## Start

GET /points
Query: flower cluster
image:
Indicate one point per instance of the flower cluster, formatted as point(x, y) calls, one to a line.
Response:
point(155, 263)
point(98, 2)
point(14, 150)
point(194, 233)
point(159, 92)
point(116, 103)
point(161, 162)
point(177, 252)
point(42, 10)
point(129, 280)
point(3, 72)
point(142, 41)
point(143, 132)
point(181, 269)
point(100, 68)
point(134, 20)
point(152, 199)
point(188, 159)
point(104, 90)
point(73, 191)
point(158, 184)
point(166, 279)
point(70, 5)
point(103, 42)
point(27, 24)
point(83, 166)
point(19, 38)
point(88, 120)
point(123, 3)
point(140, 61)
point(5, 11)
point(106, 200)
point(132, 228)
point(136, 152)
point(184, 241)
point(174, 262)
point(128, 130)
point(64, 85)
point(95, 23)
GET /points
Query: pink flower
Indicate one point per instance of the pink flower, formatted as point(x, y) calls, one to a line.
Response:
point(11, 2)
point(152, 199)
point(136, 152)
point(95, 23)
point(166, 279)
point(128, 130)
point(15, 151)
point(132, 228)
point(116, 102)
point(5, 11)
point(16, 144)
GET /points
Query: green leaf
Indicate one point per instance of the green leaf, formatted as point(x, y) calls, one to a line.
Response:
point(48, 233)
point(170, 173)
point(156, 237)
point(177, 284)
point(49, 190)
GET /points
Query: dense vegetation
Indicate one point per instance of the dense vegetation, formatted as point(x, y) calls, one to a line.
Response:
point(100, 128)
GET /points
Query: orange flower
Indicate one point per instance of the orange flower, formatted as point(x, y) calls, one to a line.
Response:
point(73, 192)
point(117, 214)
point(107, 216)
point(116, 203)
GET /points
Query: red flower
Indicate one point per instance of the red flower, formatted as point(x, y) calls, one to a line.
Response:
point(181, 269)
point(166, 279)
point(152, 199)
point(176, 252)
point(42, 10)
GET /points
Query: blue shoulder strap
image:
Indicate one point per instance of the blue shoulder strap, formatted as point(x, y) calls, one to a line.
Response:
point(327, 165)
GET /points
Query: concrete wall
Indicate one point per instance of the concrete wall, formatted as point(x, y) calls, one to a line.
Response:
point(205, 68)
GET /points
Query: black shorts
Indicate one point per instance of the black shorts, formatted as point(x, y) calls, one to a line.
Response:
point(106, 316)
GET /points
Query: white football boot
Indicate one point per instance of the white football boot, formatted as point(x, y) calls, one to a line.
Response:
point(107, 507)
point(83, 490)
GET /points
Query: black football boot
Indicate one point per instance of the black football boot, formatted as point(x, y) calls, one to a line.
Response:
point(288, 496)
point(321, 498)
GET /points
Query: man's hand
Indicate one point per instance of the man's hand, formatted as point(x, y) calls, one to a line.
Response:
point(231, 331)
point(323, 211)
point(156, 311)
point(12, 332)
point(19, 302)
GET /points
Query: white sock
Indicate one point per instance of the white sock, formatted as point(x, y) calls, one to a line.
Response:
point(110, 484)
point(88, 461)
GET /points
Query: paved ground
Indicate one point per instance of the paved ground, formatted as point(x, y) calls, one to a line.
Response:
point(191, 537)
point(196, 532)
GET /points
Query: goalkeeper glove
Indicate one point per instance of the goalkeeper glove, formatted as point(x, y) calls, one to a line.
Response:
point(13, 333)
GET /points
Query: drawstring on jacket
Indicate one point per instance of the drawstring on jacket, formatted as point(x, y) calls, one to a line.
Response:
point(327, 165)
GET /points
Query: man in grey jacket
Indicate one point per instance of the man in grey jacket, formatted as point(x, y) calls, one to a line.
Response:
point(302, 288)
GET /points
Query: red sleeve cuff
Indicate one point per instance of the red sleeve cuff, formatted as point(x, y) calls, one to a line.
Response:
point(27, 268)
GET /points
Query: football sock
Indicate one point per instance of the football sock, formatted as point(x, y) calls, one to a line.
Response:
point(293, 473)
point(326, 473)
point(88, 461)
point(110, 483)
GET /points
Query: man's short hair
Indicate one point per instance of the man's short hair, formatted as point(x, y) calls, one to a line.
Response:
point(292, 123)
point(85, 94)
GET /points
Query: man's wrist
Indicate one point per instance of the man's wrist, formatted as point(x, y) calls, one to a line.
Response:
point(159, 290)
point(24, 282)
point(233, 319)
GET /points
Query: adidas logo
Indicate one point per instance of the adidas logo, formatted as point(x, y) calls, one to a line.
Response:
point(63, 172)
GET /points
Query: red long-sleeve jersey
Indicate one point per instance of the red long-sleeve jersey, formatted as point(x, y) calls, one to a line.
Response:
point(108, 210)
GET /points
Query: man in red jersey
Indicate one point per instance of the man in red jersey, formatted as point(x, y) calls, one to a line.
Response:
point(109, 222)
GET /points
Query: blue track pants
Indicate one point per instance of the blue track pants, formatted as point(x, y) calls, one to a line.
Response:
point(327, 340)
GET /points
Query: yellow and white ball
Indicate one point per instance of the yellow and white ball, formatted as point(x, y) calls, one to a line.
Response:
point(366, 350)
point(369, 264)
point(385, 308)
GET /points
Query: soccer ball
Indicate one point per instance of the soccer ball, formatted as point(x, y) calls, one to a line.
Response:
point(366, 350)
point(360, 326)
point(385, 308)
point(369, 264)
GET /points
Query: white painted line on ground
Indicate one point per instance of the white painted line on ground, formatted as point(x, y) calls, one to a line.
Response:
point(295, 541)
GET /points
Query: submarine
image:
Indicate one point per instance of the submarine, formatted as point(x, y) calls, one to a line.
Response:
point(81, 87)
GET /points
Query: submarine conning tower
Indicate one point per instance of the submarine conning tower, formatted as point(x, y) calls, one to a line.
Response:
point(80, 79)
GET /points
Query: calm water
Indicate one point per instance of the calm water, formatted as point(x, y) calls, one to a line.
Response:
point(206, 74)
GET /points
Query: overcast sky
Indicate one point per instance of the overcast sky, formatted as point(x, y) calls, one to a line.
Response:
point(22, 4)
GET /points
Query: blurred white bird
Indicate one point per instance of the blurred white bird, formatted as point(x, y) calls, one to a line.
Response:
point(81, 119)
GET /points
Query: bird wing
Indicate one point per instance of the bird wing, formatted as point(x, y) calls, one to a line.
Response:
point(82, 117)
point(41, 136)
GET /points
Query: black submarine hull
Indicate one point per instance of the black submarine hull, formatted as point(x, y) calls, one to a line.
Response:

## End

## SET TASK:
Arrange every line of the listing above as a Markdown table with the columns Number and Record line, one row per line, leaving out any blank lines.

## FULL OUTPUT:
| Number | Record line |
|---|---|
| 1 | GET /points |
| 2 | Query: flower cluster |
| 3 | image: |
| 4 | Indicate one point per instance of the flower cluster, formatted as point(x, y) calls, one to a line. |
| 5 | Response: |
| 6 | point(155, 263) |
| 7 | point(98, 2) |
| 8 | point(14, 150) |
| 9 | point(194, 233) |
| 10 | point(159, 92) |
| 11 | point(116, 103) |
| 12 | point(161, 162) |
| 13 | point(177, 252) |
| 14 | point(42, 10) |
| 15 | point(129, 280) |
| 16 | point(3, 72) |
| 17 | point(142, 41) |
| 18 | point(143, 132) |
| 19 | point(181, 269) |
| 20 | point(100, 68) |
| 21 | point(134, 20) |
| 22 | point(152, 199) |
| 23 | point(188, 159) |
| 24 | point(104, 90) |
| 25 | point(73, 191) |
| 26 | point(158, 184) |
| 27 | point(166, 279) |
| 28 | point(70, 5) |
| 29 | point(103, 42) |
| 30 | point(27, 24) |
| 31 | point(83, 166) |
| 32 | point(19, 38) |
| 33 | point(88, 120) |
| 34 | point(123, 3) |
| 35 | point(140, 61) |
| 36 | point(5, 11) |
| 37 | point(106, 200) |
| 38 | point(132, 228) |
| 39 | point(136, 152) |
| 40 | point(184, 241) |
| 41 | point(174, 262) |
| 42 | point(128, 130) |
| 43 | point(64, 85) |
| 44 | point(95, 23) |
| 45 | GET /points |
| 46 | Query: pink flower |
| 47 | Indicate one point per instance of the pink flower, formatted as point(x, y) calls, one to a line. |
| 48 | Response: |
| 49 | point(11, 2) |
| 50 | point(152, 199) |
| 51 | point(136, 152) |
| 52 | point(95, 23) |
| 53 | point(166, 279) |
| 54 | point(128, 130) |
| 55 | point(15, 151) |
| 56 | point(132, 228) |
| 57 | point(116, 102) |
| 58 | point(5, 11) |
| 59 | point(16, 144) |
| 60 | GET /points |
| 61 | Query: green leaf |
| 62 | Indicate one point per instance of the green leaf, formatted as point(x, y) calls, one to a line. |
| 63 | Response: |
| 64 | point(48, 233) |
| 65 | point(170, 173) |
| 66 | point(156, 237) |
| 67 | point(177, 284) |
| 68 | point(49, 190) |
| 69 | GET /points |
| 70 | Query: dense vegetation |
| 71 | Indicate one point per instance of the dense vegetation, formatted as point(x, y) calls, one to a line. |
| 72 | Response: |
| 73 | point(100, 128) |
| 74 | GET /points |
| 75 | Query: orange flower |
| 76 | Indicate one point per instance of the orange flower, formatted as point(x, y) calls, one to a line. |
| 77 | Response: |
| 78 | point(73, 192) |
| 79 | point(117, 214) |
| 80 | point(107, 216) |
| 81 | point(116, 203) |
| 82 | GET /points |
| 83 | Query: red flower |
| 84 | Indicate one point per instance of the red flower, formatted as point(x, y) calls, one to a line. |
| 85 | Response: |
| 86 | point(181, 269) |
| 87 | point(166, 279) |
| 88 | point(152, 199) |
| 89 | point(176, 252) |
| 90 | point(42, 10) |
| 91 | GET /points |
| 92 | Query: blue shoulder strap |
| 93 | image: |
| 94 | Indicate one point per instance of the blue shoulder strap, formatted as point(x, y) calls, one to a line. |
| 95 | Response: |
| 96 | point(327, 165) |
| 97 | GET /points |
| 98 | Query: concrete wall |
| 99 | Indicate one point per instance of the concrete wall, formatted as point(x, y) calls, one to a line. |
| 100 | Response: |
| 101 | point(205, 68) |
| 102 | GET /points |
| 103 | Query: black shorts |
| 104 | Indicate one point per instance of the black shorts, formatted as point(x, y) calls, one to a line. |
| 105 | Response: |
| 106 | point(106, 316) |
| 107 | GET /points |
| 108 | Query: white football boot |
| 109 | Indicate one point per instance of the white football boot, formatted as point(x, y) calls, one to a line. |
| 110 | Response: |
| 111 | point(107, 507) |
| 112 | point(83, 490) |
| 113 | GET /points |
| 114 | Query: black football boot |
| 115 | Indicate one point per instance of the black football boot, formatted as point(x, y) calls, one to a line. |
| 116 | Response: |
| 117 | point(288, 496) |
| 118 | point(321, 498) |
| 119 | GET /points |
| 120 | Query: man's hand |
| 121 | Indicate one point per instance of the man's hand, formatted as point(x, y) calls, one to a line. |
| 122 | Response: |
| 123 | point(231, 331) |
| 124 | point(323, 211) |
| 125 | point(156, 311) |
| 126 | point(12, 332) |
| 127 | point(19, 302) |
| 128 | GET /points |
| 129 | Query: white sock |
| 130 | Indicate one point per instance of the white sock, formatted as point(x, y) calls, one to a line. |
| 131 | Response: |
| 132 | point(110, 484) |
| 133 | point(88, 461) |
| 134 | GET /points |
| 135 | Query: paved ground |
| 136 | Indicate one point per instance of the paved ground, formatted as point(x, y) calls, one to a line. |
| 137 | Response: |
| 138 | point(191, 537) |
| 139 | point(196, 532) |
| 140 | GET /points |
| 141 | Query: goalkeeper glove |
| 142 | Indicate one point per instance of the goalkeeper glove, formatted as point(x, y) calls, one to a line. |
| 143 | Response: |
| 144 | point(13, 333) |
| 145 | GET /points |
| 146 | Query: drawstring on jacket |
| 147 | Indicate one point per instance of the drawstring on jacket, formatted as point(x, y) calls, one to a line. |
| 148 | Response: |
| 149 | point(327, 165) |
| 150 | GET /points |
| 151 | Query: man in grey jacket |
| 152 | Indicate one point per instance of the man in grey jacket, formatted as point(x, y) calls, one to a line. |
| 153 | Response: |
| 154 | point(302, 288) |
| 155 | GET /points |
| 156 | Query: red sleeve cuff |
| 157 | Indicate one point per instance of the red sleeve cuff, formatted as point(x, y) calls, one to a line. |
| 158 | Response: |
| 159 | point(27, 268) |
| 160 | GET /points |
| 161 | Query: football sock |
| 162 | Indicate one point per instance of the football sock, formatted as point(x, y) calls, one to a line. |
| 163 | Response: |
| 164 | point(293, 473) |
| 165 | point(326, 473) |
| 166 | point(88, 461) |
| 167 | point(110, 483) |
| 168 | GET /points |
| 169 | Query: man's short hair |
| 170 | Indicate one point per instance of the man's short hair, formatted as point(x, y) calls, one to a line. |
| 171 | Response: |
| 172 | point(292, 123) |
| 173 | point(85, 94) |
| 174 | GET /points |
| 175 | Query: man's wrist |
| 176 | Indicate one point per instance of the man's wrist, formatted as point(x, y) calls, one to a line. |
| 177 | Response: |
| 178 | point(159, 290) |
| 179 | point(24, 282) |
| 180 | point(233, 319) |
| 181 | GET /points |
| 182 | Query: adidas logo |
| 183 | Indicate one point per instance of the adidas logo, formatted as point(x, y) calls, one to a line. |
| 184 | Response: |
| 185 | point(63, 172) |
| 186 | GET /points |
| 187 | Query: red long-sleeve jersey |
| 188 | Indicate one point per instance of the red long-sleeve jersey, formatted as point(x, y) calls, one to a line. |
| 189 | Response: |
| 190 | point(108, 210) |
| 191 | GET /points |
| 192 | Query: man in red jersey |
| 193 | Indicate one point per instance of the man in red jersey, formatted as point(x, y) calls, one to a line. |
| 194 | Response: |
| 195 | point(109, 222) |
| 196 | GET /points |
| 197 | Query: blue track pants |
| 198 | Indicate one point per instance of the blue track pants, formatted as point(x, y) calls, one to a line. |
| 199 | Response: |
| 200 | point(327, 340) |
| 201 | GET /points |
| 202 | Query: yellow and white ball |
| 203 | Indicate one point per instance of the yellow and white ball, formatted as point(x, y) calls, one to a line. |
| 204 | Response: |
| 205 | point(366, 350) |
| 206 | point(369, 264) |
| 207 | point(385, 308) |
| 208 | GET /points |
| 209 | Query: soccer ball |
| 210 | Indicate one point per instance of the soccer ball, formatted as point(x, y) calls, one to a line. |
| 211 | Response: |
| 212 | point(366, 350) |
| 213 | point(360, 326) |
| 214 | point(385, 308) |
| 215 | point(369, 264) |
| 216 | GET /points |
| 217 | Query: white painted line on ground |
| 218 | Indicate one point per instance of the white painted line on ground, formatted as point(x, y) calls, one to a line. |
| 219 | Response: |
| 220 | point(295, 541) |
| 221 | GET /points |
| 222 | Query: submarine |
| 223 | image: |
| 224 | Indicate one point per instance of the submarine, formatted as point(x, y) calls, one to a line. |
| 225 | Response: |
| 226 | point(81, 87) |
| 227 | GET /points |
| 228 | Query: submarine conning tower |
| 229 | Indicate one point per instance of the submarine conning tower, formatted as point(x, y) calls, one to a line. |
| 230 | Response: |
| 231 | point(80, 79) |
| 232 | GET /points |
| 233 | Query: calm water |
| 234 | Indicate one point per instance of the calm water, formatted as point(x, y) calls, one to a line. |
| 235 | Response: |
| 236 | point(206, 74) |
| 237 | GET /points |
| 238 | Query: overcast sky |
| 239 | Indicate one point per instance of the overcast sky, formatted as point(x, y) calls, one to a line. |
| 240 | Response: |
| 241 | point(22, 4) |
| 242 | GET /points |
| 243 | Query: blurred white bird |
| 244 | Indicate one point per instance of the blurred white bird, formatted as point(x, y) calls, one to a line. |
| 245 | Response: |
| 246 | point(81, 119) |
| 247 | GET /points |
| 248 | Query: bird wing |
| 249 | Indicate one point per instance of the bird wing, formatted as point(x, y) calls, one to a line. |
| 250 | Response: |
| 251 | point(82, 117) |
| 252 | point(41, 136) |
| 253 | GET /points |
| 254 | Query: black submarine hull |
| 255 | Indicate one point per instance of the black submarine hull, formatted as point(x, y) calls, one to a line. |
| 256 | Response: |